Description of the task:
Pull out every line of the data below that contains the string "Query", matching case exactly.

*** Source data

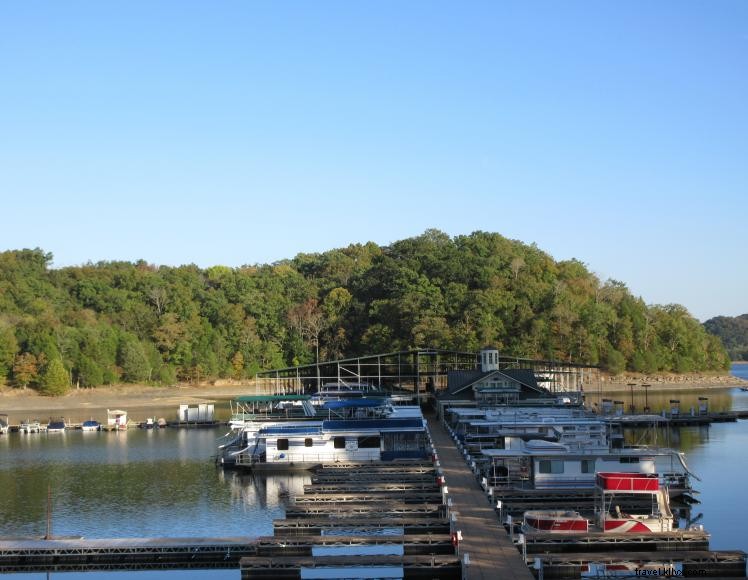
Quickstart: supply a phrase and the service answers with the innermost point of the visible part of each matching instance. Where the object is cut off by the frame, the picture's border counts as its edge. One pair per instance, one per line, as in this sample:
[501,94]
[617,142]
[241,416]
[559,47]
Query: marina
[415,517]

******
*** Source data

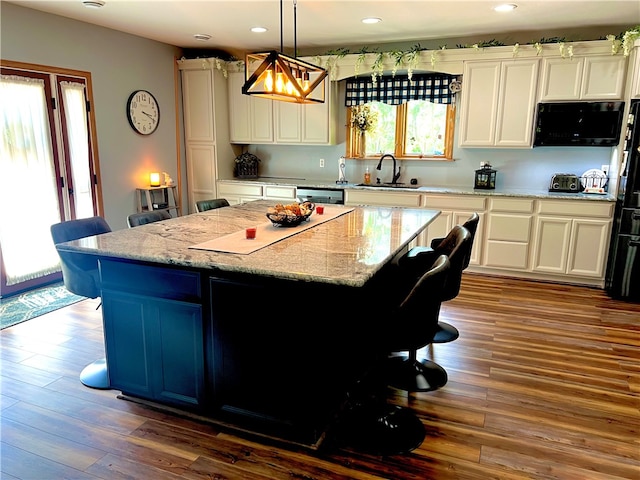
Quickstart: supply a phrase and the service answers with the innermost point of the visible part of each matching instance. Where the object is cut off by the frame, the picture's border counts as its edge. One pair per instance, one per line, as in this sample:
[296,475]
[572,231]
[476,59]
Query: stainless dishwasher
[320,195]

******

Response to the task:
Query: marina
Query: stainless dishwasher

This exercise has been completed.